## Problem statement
Omit the images. Copy each entry word for word.
=-=-=
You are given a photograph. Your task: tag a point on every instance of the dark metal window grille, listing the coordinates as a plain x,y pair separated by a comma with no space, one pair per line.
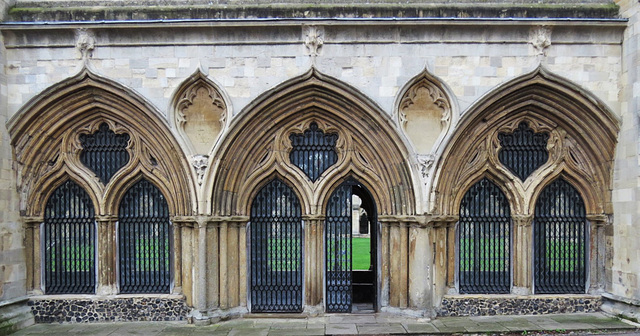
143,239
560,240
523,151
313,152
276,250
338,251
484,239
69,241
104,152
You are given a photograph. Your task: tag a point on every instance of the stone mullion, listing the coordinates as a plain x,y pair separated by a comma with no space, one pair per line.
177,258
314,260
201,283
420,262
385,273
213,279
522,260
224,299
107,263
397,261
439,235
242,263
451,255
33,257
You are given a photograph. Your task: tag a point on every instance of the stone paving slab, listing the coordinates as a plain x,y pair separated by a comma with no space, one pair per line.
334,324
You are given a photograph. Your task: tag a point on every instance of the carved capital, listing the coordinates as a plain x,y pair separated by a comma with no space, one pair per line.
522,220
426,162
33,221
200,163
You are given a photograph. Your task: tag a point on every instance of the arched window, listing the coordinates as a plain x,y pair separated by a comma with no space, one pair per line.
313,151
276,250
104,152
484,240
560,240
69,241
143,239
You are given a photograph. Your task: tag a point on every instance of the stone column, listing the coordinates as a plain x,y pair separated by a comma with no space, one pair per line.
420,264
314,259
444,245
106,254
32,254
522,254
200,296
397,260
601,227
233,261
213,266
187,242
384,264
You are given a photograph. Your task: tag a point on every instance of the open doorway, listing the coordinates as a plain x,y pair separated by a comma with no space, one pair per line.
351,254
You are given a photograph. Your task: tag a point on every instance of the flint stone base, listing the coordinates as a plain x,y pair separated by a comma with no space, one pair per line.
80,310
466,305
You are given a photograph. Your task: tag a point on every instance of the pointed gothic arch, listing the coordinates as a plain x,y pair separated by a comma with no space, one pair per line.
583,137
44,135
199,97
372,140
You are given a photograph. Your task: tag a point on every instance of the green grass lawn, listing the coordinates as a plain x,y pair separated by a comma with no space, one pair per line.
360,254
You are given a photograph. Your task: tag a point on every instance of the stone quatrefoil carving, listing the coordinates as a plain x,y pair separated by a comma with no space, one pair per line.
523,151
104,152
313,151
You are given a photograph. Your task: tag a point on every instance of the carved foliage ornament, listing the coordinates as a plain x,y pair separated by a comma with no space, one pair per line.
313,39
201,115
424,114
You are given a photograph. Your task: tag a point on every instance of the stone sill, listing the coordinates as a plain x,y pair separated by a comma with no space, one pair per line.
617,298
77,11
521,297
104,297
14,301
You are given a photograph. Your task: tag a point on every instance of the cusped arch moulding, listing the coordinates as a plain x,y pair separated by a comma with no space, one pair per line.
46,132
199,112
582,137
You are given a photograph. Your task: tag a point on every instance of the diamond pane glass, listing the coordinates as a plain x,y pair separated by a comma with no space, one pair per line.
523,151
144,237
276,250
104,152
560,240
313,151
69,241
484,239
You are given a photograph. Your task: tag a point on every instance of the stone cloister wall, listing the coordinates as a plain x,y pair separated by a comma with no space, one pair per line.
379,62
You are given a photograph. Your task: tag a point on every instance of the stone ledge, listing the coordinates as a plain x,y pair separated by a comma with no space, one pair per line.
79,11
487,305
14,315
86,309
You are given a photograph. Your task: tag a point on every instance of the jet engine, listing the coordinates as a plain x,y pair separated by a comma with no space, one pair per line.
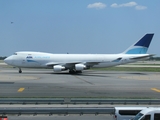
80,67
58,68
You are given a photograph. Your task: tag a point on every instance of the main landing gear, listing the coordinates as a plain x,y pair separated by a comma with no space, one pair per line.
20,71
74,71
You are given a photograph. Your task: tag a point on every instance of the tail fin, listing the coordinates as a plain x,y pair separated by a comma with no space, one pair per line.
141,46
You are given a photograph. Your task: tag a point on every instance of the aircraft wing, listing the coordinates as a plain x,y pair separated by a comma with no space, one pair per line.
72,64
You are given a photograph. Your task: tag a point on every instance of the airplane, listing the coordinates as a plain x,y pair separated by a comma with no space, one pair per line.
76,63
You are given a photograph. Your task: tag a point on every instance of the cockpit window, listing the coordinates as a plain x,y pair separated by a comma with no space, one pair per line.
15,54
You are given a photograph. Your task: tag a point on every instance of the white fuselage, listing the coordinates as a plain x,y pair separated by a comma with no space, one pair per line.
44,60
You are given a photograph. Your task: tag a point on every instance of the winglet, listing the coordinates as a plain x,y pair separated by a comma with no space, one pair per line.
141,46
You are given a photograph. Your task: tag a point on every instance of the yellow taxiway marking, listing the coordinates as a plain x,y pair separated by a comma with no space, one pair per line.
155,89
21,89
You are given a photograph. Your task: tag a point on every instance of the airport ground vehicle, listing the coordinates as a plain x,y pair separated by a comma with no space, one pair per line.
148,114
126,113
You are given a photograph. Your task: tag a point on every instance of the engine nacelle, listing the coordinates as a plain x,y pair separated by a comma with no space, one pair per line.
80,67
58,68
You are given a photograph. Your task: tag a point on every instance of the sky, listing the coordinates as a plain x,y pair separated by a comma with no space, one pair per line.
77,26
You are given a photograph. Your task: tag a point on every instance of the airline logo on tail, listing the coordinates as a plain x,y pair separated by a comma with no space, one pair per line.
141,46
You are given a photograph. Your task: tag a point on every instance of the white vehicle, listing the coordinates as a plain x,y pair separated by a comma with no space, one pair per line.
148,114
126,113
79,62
=-=-=
## Written response
You are given a photograph. Your task: tag a point on every instance of the dark metal window grille, listing the coordinates as a plain x,y pair separated by a comma with no space, one pair per line.
143,239
560,240
523,151
313,152
276,250
338,251
484,239
69,241
104,152
You are given a photograph. Your task: tag a point on every instance of the stone mullion, listing the coordinates as a plain x,y pair separated by a comma with no space, one pair per line.
177,258
314,260
201,283
420,262
385,273
213,279
522,260
224,299
107,263
397,261
439,235
242,263
451,255
33,257
You are given a photograph. Your task: tag a point on every instance of the stone paving slab, listing the coordinates as a plain x,y pair separated by a comma with no space, one pair per line.
334,324
You are given a photograph. Your task: tag a point on every instance of the carved capital, listing the coordinates as a plain x,y pair separated by a comma with no space, one pair per line.
522,220
426,162
33,221
200,163
You are given a photograph. Your task: tag a point on every instance of the arched window, listing the coordinates as a plain x,y pair separated by a comma with no space, one pair per line.
313,151
276,250
104,152
484,240
560,240
69,241
143,239
You are given a photograph. Your task: tag a point on every instance of the stone column, listing the coordinates as a plain x,y pair separated by a comma with no space, one pair per line.
420,264
314,259
444,245
106,254
32,254
522,254
200,296
397,260
601,227
233,261
213,266
187,242
384,264
You are given a photograph. Your task: tag a point on every instance of the open doorway, listing the coordinates as a plain x,y pair separated by a comma with no space, one pair per line.
351,254
You are given a photograph. Your task: tag a point on every instance of the flint stone base, listing the coordinates as a plain x,y pair separated by a comma with no space, one pair per line.
80,310
466,305
You are given a photograph. Your task: tag a point on every instance of the pointed gothic arch, listing the coordinates as a plain x,y pair separated by a comma with no space, one pair per line.
583,137
44,135
199,97
372,140
You are given a photograph. Your task: tag a point on every instance of the green grass lawn, listing the coordinates as a plain x,y pair separated by a comma with no space, one pair per line.
360,254
You are given a photograph. Your task: tag a point on every instance of the stone quatrefoil carving, listing the coordinates as a plain x,y pair separated by a comma with no space, one pair per line.
523,151
104,152
313,151
You are given a photograph. Your task: tag a point on every instance of the carved foliage ornament, listing the coordinates as a plain x,y pair separated by a comma with no space, one pair per line.
313,39
201,115
424,114
You are given a photograph. Your task: tag a point on every instance of the stone sill, listing the coordinates as a plain x,y pair separated by a comma with no space, one pair per line.
617,298
77,11
521,297
104,297
14,301
You are given a photograph. Your task: tag a point on every instance of the cusped arch moulding, listing the coordinates as a plain x,y pair separated by a comma with no space, one pair per line.
46,132
199,112
582,137
You are given a photograph. Your task: tag a point on every instance of the diamond pane glass, listing the coordinates as a plain x,y pair separated by a comma with no space, one pair per line.
523,151
144,237
276,250
104,152
560,240
313,151
69,241
484,239
You are given a photograph. Your task: tag a point on every instance of the stone cloister wall, listing the coordinates as a plain x,y pair separated by a comma with no space, one pair per line.
379,62
You are given a photograph. Your task: tag a point on every instance of the stone ledge, listing the coordinates as a plain x,y pair separated by a comma with no space, one pair per line.
79,11
487,305
14,315
86,309
You are given a photograph. Your task: tag a point on every instance of the jet engine, listing the coordinates as a plain x,y pair separated by a comma with no space, one pair per line.
80,67
58,68
You are given a photograph. Your task: tag a point on every instance of the main landing gear, listing the coordinates as a plain x,y pair separated by a comma with no space, one pair per line.
20,71
74,71
You are given a photograph. Your task: tag a point on every instance of the tail fin, listing the coordinates as a plain x,y pair separated by a comma with no space, one pair per line.
141,46
You are given a photograph. Your task: tag a point on every instance of the aircraft wing, listing the coordinates as a plain x,y pair separated by a comma with no space, one pair per line.
72,64
You are given a photograph. Your task: tag a point on every instance of the airplane, listing the coordinates as a plain x,y pair separated by a comma with no space, one pair per line.
76,63
You are given a photograph. Your task: tag a point on every instance of the cockpit window, listing the coordinates as a plain x,y pair separated by a comma with no space, one pair per line.
15,54
You are given a photograph. Your task: tag a point on every instance of the white fuselage, listing the coordinates as a plain x,y pair separated by a comma with no space, one pair per line.
44,60
You are given a photograph. Your task: tag a point on every instance of the winglet, listing the coordinates as a plain x,y pair separated by a comma with no space, one pair per line.
141,46
You are given a photograph. Your task: tag a point on every instance of the yellow taxiway marking, listing the coordinates as a plain x,y pair separated by a comma with no space, one pair per line.
155,89
21,89
You are given a photograph. Your task: tag a point on every instance of the airport ground vehicle, listing the coordinates as a plain x,y pair separated by a comma with no space, one pair per line.
148,114
126,113
You are given a photograph. Your task: tag a point on every instance of the engine nacelle, listing the coordinates as a plain x,y pair separated by a comma with no space, one pair per line.
80,67
58,68
You are given a photograph. Your task: tag a point on every instance of the sky, listing the coordinates as a plain x,y pair separated by a comma with no space, one pair per line.
77,26
You are given a photograph. Your task: tag a point on every instance of the airline logo on tail, listing the coordinates as a plain x,y pair separated by a comma with no space, one pair per line.
141,46
You are given a photograph. Your task: tag a point on every instance of the white vehicle, listing the coordinates as a plain x,y pair separated by a comma with no space, one pair per line.
148,114
126,113
79,62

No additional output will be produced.